Excerpt:
━━━━━━

- Citizenship: Uganda
- Education: PhD (Linguistics) University of Western Cape, South Africa, Masters Of Education (Language and Literature Education) Makerere University, Bachelor of Arts with Education Makerere University
- Alma mater: University of Western Cape, Makerere University
- Known for: Multi-lingual activism
- Title: Owek. Dr.
- Successor: Cotilda Nakate Kikomeko
- Board member of: Board member for British Association for International and Comparative Education (BAICE) and International Literacy Association (ILA)

= Prosperous Nankindu Kavuma =

Buganda Kingdom minister

Prosperous Nankindu Kavuma is an teacher, researcher, and author. She is the former minister of social services and the office of Nnaabagereka in Buganda Kingdom.

== Background and education ==
She holds a PhD in linguistics from the University of the Western Cape, South Africa, a Masters Of Education degree in Language and Literature Education from Makerere University, Uganda and a Bachelor of Arts degree in Education from Makerere University, Uganda. She attended St. Joseph's S.S. Kakindu for her Advanced Level Education and Mityana S.S Namukozi in Mityana, Uganda for her Ordinary Level education.

━━━━━━

[Position annotation records]
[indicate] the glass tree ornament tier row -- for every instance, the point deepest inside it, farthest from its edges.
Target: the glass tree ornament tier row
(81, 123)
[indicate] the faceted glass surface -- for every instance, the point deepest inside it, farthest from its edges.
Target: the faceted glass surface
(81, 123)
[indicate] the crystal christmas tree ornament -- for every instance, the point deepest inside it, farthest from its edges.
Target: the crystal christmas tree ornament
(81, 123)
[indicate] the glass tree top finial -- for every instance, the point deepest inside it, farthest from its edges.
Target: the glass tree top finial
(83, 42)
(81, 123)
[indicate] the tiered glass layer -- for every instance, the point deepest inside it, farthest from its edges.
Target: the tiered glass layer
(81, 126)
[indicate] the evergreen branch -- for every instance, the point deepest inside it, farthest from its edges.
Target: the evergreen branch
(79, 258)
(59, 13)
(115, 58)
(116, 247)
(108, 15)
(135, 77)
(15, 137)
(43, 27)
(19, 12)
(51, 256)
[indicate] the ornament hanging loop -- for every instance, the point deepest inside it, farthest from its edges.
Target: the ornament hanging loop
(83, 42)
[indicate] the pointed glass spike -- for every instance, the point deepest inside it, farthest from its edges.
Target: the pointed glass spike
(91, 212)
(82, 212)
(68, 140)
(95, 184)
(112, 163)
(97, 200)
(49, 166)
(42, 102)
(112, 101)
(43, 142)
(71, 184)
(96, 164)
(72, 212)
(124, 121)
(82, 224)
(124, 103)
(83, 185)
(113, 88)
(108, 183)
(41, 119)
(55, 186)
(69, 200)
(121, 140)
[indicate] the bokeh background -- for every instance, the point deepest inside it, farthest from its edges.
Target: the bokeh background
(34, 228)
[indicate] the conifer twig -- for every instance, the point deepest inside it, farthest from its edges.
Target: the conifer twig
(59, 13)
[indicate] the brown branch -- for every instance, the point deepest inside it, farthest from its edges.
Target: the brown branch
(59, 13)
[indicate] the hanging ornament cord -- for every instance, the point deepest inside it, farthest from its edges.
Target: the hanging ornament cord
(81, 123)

━━━━━━

Required work:
1/ Rescale the stretch of the records from the line containing "[indicate] the hanging" through the end of the records, reproducing every line in that stretch with its requests included. Multiply each coordinate in the answers by 1.25 and round to whole numbers, with halves rounding up.
2/ Continue the biography of Prosperous Nankindu Kavuma from the point where it stops.

Answers to each task:
1/
[indicate] the hanging ornament cord -- for every instance, the point deepest inside it, farthest from its edges.
Target: the hanging ornament cord
(101, 154)

2/
== Career ==
Between 2019 and 2023 Nankindu served as a cabinet minister overseeing Social services and the Office of the Nnaabagereka in the Kingdom of Buganda, Uganda. Prior to that, from 2016 to 2019, she served as the Minister of State for Education. She holds positions on several boards and is a member of professional organizations such as the British Association for International and Comparative Education (BAICE) and the International Literacy Association (ILA).

She was a lecturer at Kyambogo University, professional tutor at the University of Western Cape in the Department of Linguistics, assistant lecturer in charge of teacher education in Uganda at Kyambogo University. She also taught at SOS Hermann Gmeinner Schools Kakiri, both primary and secondary, and Bombo Army Secondary School in Bombo.

== Publications ==
- Oosterom, Marjoke (2023). "Workplace sexual harassment as a feature of precarious work in Uganda's agro-processing factories: "Mince your words and watch yourself""
- Institute of Development Studies (2022). "The Gendered Price of Precarity: Voicing and Challenging Workplace Sexual Harassment"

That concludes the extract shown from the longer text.